(Exercise instructions):
- a) Answer these from the article on PrEP for people who inject drugs:
(i) What share of new HIV infections does this group represent?
(ii) How much does PrEP treatment cost annually?
(iii) Over 20 years, how many infections did the PrEP+screen+ART program prevent?
- b) Copy the stretch of the article on PrEP for people who inject drugs from "Although only 1%" through "costs $10,000 annually.", word for word.

(Text provided):

++++++++++++++++++++

PrEP not cost-effective for people who inject drugs
Recent findings published in the Annals of Internal Medicine showed that use of pre-exposure prophylaxis among people who inject drugs, is not cost-effective.
“The value of [pre-exposure prophylaxis (PrEP)] is maximal when PrEP is delivered with frequent HIV screening and enhanced [antiretroviral therapy (ART)] provision for those who become infected,” Cora L. Bernard, MS, predoctoral student in management science and engineering at Stanford University, and colleagues wrote. “Nonetheless, PrEP [with screening and ART] is an expensive intervention at current prices ... costing $253,000 per [quality-adjusted life-year (QALY)] gained, well above generally accepted thresholds for cost-effectiveness.”
Although only 1% of the United States population is composed of people who inject drugs, this group represents 10% of new HIV infections, the researchers wrote. In this group, PrEP has been shown to reduce HIV infections by 49%. However, treatment costs $10,000 annually.
To determine the cost-effectiveness of PrEP for people who inject drugs, the researchers developed a model assessing PrEP alone, PrEP with frequent screening (PrEP+screen) and PrEP with screening and ART for those who become infected (PrEP+screen+ART). In each scenario, they assumed that 25% of all people who inject drugs would be covered and that PrEP would reduce transmission by 49%. They measured the number of infections and deaths averted, change in HIV prevalence, discounted costs, discounted QALYs and incremental cost-effective ratios. In addition, they performed a sensitivity analysis.
They found that PrEP+screen+ART was more effective at reducing HIV compared with the other two strategies. Over 20 years, the program prevented 26,700 infections and reduced HIV prevalence among people who inject drugs by 14% when compared with no program. However, the program costs $253,000 per QALY gained and could cost as much as $44 billion over 20 years. In the sensitivity analysis, the program’s cost-effectiveness was dependent on PrEP adherence, community HIV prevalence and individual transmission risk.
“The study is important because now, with rising levels of opioid drug use in the U.S. and the associated public health risks, it is increasingly important to invest in prevention programs for people who inject drugs that are both effective and cost-effective,” Bernard told Healio Internal Medicine. “We wanted to assess the total population benefits and costs of PrEP for people who inject drugs to inform policy makers about the optimal delivery conditions as well as budget implications of such a program.” – by Will Offit
Disclosures: Bernard reports grants from National Science Foundation and Stanford University PACCAR Inc. Please see the full study for a list of all other authors’ relevant financial disclosures.

++++++++++++++++++++

(Dataset entries):

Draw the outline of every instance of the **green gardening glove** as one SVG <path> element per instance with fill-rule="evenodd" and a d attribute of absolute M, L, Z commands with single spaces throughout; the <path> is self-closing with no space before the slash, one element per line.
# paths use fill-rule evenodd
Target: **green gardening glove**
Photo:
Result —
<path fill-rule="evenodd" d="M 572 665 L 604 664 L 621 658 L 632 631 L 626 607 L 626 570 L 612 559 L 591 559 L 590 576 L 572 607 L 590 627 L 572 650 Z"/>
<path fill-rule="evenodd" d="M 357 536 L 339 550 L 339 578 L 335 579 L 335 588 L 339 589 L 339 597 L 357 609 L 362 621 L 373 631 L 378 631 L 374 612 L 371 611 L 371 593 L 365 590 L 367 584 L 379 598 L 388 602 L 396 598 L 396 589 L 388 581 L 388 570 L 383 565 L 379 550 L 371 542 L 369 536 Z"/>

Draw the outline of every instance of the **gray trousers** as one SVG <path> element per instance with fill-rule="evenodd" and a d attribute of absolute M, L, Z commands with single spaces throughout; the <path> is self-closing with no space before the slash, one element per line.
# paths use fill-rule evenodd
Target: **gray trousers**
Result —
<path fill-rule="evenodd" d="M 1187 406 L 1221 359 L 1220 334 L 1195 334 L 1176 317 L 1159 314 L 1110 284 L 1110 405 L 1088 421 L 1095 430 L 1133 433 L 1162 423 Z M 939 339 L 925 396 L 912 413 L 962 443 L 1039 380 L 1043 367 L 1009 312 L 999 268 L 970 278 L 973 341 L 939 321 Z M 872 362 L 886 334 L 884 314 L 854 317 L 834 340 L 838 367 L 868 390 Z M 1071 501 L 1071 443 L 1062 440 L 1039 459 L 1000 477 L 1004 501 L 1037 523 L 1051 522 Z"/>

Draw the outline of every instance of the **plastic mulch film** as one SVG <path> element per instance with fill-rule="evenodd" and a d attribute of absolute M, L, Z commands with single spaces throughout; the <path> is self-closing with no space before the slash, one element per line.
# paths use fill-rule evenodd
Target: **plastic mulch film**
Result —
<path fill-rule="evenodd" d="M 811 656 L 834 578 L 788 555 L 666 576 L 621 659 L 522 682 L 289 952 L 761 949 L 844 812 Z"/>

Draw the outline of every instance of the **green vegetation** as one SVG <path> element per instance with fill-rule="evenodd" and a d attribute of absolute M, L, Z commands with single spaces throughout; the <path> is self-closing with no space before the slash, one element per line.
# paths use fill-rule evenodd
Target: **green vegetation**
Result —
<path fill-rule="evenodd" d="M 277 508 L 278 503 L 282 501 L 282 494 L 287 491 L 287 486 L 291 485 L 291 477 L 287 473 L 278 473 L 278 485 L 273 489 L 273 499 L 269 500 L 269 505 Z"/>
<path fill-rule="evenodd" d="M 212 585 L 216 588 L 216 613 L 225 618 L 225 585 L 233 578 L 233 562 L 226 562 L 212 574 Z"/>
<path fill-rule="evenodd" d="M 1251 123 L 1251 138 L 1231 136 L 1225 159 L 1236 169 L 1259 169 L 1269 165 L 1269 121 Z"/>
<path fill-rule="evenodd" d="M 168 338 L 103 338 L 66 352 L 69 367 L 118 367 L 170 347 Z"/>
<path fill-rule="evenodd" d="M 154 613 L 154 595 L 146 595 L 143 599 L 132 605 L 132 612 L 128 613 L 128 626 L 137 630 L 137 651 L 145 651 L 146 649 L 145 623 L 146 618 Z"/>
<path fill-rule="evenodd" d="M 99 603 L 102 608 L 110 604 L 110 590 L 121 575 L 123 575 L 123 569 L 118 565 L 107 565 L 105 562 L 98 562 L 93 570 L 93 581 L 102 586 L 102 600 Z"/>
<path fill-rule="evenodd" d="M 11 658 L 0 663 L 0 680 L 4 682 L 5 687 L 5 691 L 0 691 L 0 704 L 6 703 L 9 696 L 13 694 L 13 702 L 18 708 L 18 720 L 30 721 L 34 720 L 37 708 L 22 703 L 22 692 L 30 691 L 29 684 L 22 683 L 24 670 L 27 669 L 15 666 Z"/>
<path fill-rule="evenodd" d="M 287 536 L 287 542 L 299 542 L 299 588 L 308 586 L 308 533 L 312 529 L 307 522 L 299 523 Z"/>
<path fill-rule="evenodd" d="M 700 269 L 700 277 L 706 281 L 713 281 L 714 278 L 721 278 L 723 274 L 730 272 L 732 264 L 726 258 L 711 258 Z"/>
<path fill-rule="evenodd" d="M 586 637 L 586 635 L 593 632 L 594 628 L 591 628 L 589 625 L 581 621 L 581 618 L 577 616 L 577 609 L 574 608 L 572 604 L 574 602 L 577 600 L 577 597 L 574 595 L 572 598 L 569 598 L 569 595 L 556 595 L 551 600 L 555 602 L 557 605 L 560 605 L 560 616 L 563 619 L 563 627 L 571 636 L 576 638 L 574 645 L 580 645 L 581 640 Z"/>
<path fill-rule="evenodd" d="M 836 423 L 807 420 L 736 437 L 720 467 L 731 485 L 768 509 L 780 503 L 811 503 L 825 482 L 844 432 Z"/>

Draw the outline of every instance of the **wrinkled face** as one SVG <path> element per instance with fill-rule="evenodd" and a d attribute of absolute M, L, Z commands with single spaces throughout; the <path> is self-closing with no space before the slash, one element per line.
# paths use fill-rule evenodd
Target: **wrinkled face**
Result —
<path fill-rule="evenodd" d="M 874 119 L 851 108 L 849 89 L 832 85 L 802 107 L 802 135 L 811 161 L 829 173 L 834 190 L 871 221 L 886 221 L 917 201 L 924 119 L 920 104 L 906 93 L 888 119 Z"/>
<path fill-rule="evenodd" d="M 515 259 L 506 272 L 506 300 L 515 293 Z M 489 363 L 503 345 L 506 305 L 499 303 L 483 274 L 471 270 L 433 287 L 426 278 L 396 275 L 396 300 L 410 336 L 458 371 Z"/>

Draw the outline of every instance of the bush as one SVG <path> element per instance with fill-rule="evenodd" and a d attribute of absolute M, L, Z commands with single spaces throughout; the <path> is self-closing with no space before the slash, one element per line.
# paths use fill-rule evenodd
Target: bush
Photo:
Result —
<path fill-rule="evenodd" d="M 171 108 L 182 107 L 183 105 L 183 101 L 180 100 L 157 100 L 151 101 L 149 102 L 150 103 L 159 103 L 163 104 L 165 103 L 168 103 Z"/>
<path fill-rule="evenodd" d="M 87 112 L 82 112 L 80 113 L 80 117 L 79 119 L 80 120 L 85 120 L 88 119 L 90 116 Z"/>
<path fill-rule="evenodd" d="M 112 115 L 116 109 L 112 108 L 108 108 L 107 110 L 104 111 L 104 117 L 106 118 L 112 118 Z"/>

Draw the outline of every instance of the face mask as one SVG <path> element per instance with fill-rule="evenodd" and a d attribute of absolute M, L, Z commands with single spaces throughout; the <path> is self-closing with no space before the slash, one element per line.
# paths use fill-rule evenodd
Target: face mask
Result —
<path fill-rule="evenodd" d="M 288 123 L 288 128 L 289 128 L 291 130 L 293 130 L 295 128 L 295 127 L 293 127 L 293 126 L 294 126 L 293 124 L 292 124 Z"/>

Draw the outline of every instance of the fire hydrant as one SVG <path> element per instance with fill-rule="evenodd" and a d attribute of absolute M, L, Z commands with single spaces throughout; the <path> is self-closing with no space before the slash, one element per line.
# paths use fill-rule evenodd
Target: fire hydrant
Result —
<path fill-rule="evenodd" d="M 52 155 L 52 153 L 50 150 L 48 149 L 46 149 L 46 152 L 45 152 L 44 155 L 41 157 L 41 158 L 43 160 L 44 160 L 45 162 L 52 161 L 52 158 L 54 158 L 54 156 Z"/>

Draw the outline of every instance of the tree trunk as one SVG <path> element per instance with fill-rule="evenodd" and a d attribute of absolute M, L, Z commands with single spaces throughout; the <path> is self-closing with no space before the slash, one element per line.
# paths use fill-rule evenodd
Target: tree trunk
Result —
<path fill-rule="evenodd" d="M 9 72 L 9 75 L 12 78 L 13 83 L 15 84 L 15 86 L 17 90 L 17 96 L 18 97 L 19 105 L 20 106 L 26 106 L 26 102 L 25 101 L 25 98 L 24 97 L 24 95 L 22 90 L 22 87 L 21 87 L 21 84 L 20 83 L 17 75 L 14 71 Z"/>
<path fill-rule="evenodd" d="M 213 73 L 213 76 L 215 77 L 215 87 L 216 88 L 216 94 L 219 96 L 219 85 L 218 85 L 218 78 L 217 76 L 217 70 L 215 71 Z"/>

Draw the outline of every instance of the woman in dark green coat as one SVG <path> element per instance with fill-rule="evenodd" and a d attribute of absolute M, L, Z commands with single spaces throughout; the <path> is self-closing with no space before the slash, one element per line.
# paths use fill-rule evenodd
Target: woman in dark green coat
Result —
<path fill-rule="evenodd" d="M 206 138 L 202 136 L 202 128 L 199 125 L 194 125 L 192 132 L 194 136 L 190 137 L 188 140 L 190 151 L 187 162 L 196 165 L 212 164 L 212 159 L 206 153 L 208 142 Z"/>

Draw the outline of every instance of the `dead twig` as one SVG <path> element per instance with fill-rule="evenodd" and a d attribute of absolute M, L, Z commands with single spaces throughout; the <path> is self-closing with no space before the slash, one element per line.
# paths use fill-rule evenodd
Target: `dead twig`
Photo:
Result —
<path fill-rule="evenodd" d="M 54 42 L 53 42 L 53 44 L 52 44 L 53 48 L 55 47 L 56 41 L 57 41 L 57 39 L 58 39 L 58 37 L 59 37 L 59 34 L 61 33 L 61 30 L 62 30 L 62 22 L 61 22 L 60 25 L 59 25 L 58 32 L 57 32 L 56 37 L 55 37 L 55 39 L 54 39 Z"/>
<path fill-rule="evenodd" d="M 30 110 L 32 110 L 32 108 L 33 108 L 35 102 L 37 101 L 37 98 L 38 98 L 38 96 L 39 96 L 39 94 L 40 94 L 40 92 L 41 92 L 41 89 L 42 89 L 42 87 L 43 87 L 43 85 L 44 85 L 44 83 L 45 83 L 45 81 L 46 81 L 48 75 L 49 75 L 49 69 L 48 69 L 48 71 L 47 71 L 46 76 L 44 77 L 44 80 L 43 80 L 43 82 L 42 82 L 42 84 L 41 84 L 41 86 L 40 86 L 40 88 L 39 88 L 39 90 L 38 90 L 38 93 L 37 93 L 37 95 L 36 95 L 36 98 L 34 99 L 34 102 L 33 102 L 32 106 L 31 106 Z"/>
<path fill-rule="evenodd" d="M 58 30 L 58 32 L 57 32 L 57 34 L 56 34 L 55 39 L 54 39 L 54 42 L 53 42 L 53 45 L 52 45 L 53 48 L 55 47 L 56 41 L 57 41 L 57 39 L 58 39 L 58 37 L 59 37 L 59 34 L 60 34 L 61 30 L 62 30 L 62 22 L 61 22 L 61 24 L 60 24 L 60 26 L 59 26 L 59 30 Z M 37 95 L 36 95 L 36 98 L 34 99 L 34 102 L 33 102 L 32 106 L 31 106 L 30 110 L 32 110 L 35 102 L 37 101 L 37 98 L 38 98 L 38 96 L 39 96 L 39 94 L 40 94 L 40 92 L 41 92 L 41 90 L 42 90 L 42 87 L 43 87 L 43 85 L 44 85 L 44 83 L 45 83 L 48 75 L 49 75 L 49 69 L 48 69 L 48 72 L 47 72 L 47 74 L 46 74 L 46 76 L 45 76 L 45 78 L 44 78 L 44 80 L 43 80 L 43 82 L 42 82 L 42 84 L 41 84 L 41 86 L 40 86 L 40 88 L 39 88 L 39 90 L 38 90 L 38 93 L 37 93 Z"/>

++++++++++++++++++++

(Completed exercise):
- a)
(i) 10%
(ii) $10,000
(iii) 26,700

- b)
Although only 1% of the United States population is composed of people who inject drugs, this group represents 10% of new HIV infections, the researchers wrote. In this group, PrEP has been shown to reduce HIV infections by 49%. However, treatment costs $10,000 annually.